Tarea a realizar:
¿Puedes reproducir completo el texto sobre los chalecos amarillos, sin alterar una sola palabra ni signo?

Texto seleccionado:
A Macron le interesa la radicalización de los sectores más extremistas de los chalecos. Junto a las protestas de una gran mayoría de ciudadanos, existen grupos de guerrilla urbana, de extrema derecha o de extrema izquierda, responsables del incendio de coches, escaparates rotos y comercios saqueados. Junto a las movilizaciones mayoritarias, algunos grupúsculos de alborotadores han protagonizado declaraciones antisemitas, incendios en sedes gubernamentales o emboscadas a la policía. Eso era justo lo que el Primer Ministro, Édouard Philippe, estaba esperando para anunciar medidas contra los manifestantes violentos y, de paso, contra el derecho de manifestación y de huelga de todos los franceses. Los cambios legislativos que impulsará el Gobierno incluyen la creación de un fichero de personas peligrosas, fuertes sanciones para quienes asistan a manifestaciones no autorizadas y la persecución judicial de los que acudan a ellas encapuchados, independientemente de si cometen o no delitos con la máscara puesta.
El Gobierno ha encendido aún más los ánimos al detener en París a Éric Drouet, un camionero de 33 años que se ha convertido en una de las figuras más reconocidas de los chalecos amarillos. Su arresto, considerado como arbitrario por los chalecos y por gran parte de la oposición, ha avivado las ascuas de la ira.
A pesar de la deriva violenta, los chalecos amarillos siguen gozando de la simpatía de, al menos, el 55% de la sociedad francesa (según la última encuesta del periódico Le Figaro) y han recibido el respaldo de dos partidos opuestos entre sí: la izquierda combativa del movimiento Francia Insumisa, de Jean-Luc Melénchon, y la extrema derecha de Reagrupamiento Nacional, partido heredero del Frente Nacional de Marine Le Pen.

Datos proporcionados:
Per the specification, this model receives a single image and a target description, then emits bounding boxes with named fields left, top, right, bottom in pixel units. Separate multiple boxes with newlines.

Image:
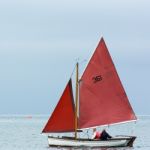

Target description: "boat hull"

left=48, top=136, right=136, bottom=147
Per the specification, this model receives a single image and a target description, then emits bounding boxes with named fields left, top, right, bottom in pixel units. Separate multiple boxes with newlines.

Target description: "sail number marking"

left=92, top=75, right=103, bottom=83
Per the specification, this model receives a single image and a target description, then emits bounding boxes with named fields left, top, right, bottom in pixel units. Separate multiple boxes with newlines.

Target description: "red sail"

left=79, top=38, right=136, bottom=128
left=42, top=79, right=75, bottom=133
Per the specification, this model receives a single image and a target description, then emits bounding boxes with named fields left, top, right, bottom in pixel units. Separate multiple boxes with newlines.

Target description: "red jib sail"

left=42, top=79, right=75, bottom=133
left=79, top=38, right=136, bottom=128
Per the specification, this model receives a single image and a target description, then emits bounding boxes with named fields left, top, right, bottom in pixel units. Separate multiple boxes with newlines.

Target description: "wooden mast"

left=75, top=62, right=79, bottom=139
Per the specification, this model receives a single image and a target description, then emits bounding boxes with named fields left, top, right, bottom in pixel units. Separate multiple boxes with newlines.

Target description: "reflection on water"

left=0, top=115, right=150, bottom=150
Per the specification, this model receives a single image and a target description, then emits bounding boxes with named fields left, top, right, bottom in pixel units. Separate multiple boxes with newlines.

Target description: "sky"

left=0, top=0, right=150, bottom=115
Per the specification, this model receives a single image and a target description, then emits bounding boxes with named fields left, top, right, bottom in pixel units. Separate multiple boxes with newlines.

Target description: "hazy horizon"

left=0, top=0, right=150, bottom=115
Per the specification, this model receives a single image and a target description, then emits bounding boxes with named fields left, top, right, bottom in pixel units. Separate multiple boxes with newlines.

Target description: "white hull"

left=48, top=136, right=136, bottom=147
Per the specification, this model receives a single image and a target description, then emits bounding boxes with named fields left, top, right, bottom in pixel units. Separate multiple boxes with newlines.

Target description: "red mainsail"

left=79, top=38, right=136, bottom=128
left=42, top=79, right=75, bottom=133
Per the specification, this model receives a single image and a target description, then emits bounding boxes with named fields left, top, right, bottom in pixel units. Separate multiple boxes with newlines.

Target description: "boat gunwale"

left=48, top=136, right=136, bottom=141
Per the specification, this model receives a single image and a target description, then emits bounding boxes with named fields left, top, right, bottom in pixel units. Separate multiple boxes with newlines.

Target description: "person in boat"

left=92, top=128, right=112, bottom=140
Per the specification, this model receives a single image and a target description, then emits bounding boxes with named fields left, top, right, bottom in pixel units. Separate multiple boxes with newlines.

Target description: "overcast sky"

left=0, top=0, right=150, bottom=114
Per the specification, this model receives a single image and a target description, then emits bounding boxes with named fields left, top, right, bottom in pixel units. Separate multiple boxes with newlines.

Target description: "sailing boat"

left=42, top=38, right=137, bottom=147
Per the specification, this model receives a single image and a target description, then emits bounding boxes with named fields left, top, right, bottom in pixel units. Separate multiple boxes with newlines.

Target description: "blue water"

left=0, top=115, right=150, bottom=150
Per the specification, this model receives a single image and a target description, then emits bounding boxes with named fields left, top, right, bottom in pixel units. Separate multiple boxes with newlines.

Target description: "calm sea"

left=0, top=115, right=150, bottom=150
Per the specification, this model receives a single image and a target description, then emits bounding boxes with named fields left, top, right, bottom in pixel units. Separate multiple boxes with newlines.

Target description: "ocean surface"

left=0, top=115, right=150, bottom=150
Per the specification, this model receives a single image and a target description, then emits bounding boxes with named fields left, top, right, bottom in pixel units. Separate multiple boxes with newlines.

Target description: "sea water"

left=0, top=115, right=150, bottom=150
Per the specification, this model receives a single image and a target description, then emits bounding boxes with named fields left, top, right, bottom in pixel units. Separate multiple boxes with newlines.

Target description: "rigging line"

left=70, top=58, right=87, bottom=78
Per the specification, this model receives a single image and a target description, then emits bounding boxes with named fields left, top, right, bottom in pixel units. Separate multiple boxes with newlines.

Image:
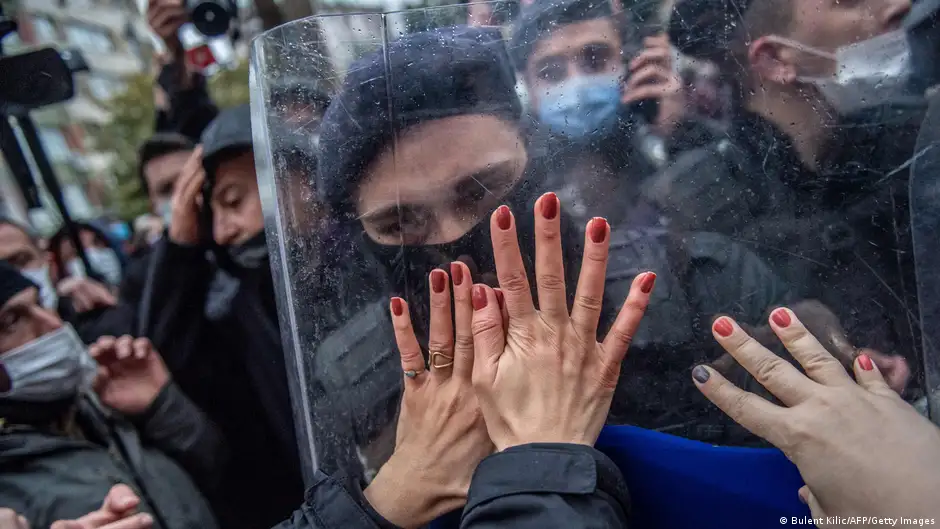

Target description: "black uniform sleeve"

left=273, top=471, right=399, bottom=529
left=136, top=237, right=211, bottom=372
left=133, top=381, right=226, bottom=489
left=460, top=444, right=630, bottom=529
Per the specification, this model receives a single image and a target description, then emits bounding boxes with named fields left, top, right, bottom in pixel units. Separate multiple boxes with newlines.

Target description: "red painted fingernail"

left=588, top=217, right=607, bottom=243
left=496, top=206, right=512, bottom=230
left=431, top=270, right=447, bottom=294
left=450, top=263, right=463, bottom=287
left=770, top=309, right=791, bottom=328
left=470, top=285, right=487, bottom=310
left=712, top=316, right=734, bottom=338
left=541, top=193, right=558, bottom=220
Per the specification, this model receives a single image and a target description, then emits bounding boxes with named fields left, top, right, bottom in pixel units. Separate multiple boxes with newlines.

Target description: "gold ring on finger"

left=430, top=351, right=454, bottom=369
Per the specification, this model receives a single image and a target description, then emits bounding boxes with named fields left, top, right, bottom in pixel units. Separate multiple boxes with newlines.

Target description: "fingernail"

Resultado del ejercicio:
A Macron le interesa la radicalización de los sectores más extremistas de los chalecos. Junto a las protestas de una gran mayoría de ciudadanos, existen grupos de guerrilla urbana, de extrema derecha o de extrema izquierda, responsables del incendio de coches, escaparates rotos y comercios saqueados. Junto a las movilizaciones mayoritarias, algunos grupúsculos de alborotadores han protagonizado declaraciones antisemitas, incendios en sedes gubernamentales o emboscadas a la policía. Eso era justo lo que el Primer Ministro, Édouard Philippe, estaba esperando para anunciar medidas contra los manifestantes violentos y, de paso, contra el derecho de manifestación y de huelga de todos los franceses. Los cambios legislativos que impulsará el Gobierno incluyen la creación de un fichero de personas peligrosas, fuertes sanciones para quienes asistan a manifestaciones no autorizadas y la persecución judicial de los que acudan a ellas encapuchados, independientemente de si cometen o no delitos con la máscara puesta.
El Gobierno ha encendido aún más los ánimos al detener en París a Éric Drouet, un camionero de 33 años que se ha convertido en una de las figuras más reconocidas de los chalecos amarillos. Su arresto, considerado como arbitrario por los chalecos y por gran parte de la oposición, ha avivado las ascuas de la ira.
A pesar de la deriva violenta, los chalecos amarillos siguen gozando de la simpatía de, al menos, el 55% de la sociedad francesa (según la última encuesta del periódico Le Figaro) y han recibido el respaldo de dos partidos opuestos entre sí: la izquierda combativa del movimiento Francia Insumisa, de Jean-Luc Melénchon, y la extrema derecha de Reagrupamiento Nacional, partido heredero del Frente Nacional de Marine Le Pen.